(Text):

-------

Der Chefarzt der Klinik für Nieren- und Hochdruckerkrankungen und Klinische Immunologie am Klinikum Harlaching, PD Dr. med. Clemens Cohen, referierte über medizinische Probleme die nach der Transplantation auftreten können.
Auf der ersten Folie wurden zwei konträre Patientenmeinungen wiedergegeben:
„Das größte Geschenk meines Lebens“ oder „Ich wünschte es wäre nie passiert“.
Als Herr Cohen dann anhand einer Graphik das Risiko nach einer Transplantation zu sterben höher darstellte, als wenn man mit der Dialyse behandelt wird, fühlten sich die Zuhörer bestätigt, die einer Transplantation skeptisch gegenüberstehen. Leider haben sie die Graphik nicht genau angeschaut: das erhöhte Sterberisiko besteht nur etwa drei bis vier Monate nach dem Eingriff, später sinkt das Risiko hochsignifikant.
Wenn die Nierenfunktion nach der Transplantation schlecht ist, gibt es grundsätzlich drei Ansatzpunkte, so Cohen. Die Gründe können „vor“ der Niere liegen, z.B. eine Nierenarterienstenose, „in“ der Niere, beispielsweise eine tubolointerstitielle Abstoßung oder vaskuläre Abstoßung oder „nach“ der Niere, wie eine Lymphocele.

-------

(Einträge des Datensatzes):
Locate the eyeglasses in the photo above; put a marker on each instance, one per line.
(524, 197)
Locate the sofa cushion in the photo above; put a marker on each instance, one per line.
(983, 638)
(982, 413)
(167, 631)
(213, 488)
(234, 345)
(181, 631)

-------

(Aufgaben):
(1) Fassen Sie den Text in zwei Sätzen zusammen.
(2) Zählen Sie alle Beispiele auf, die der Text für Ursachen einer schlechten Nierenfunktion nach der Transplantation nennt.

(Antworten je Aufgabe):
(1) PD Dr. med. Clemens Cohen, Chefarzt am Klinikum Harlaching, sprach über medizinische Probleme nach einer Transplantation. Er zeigte, dass das Sterberisiko nach dem Eingriff nur etwa drei bis vier Monate lang höher ist als bei der Dialyse und danach hochsignifikant sinkt, und nannte für eine schlechte Nierenfunktion nach der Transplantation drei Ansatzpunkte: Ursachen „vor“, „in“ und „nach“ der Niere.

(2)
- Nierenarterienstenose
- tubolointerstitielle Abstoßung
- vaskuläre Abstoßung
- Lymphocele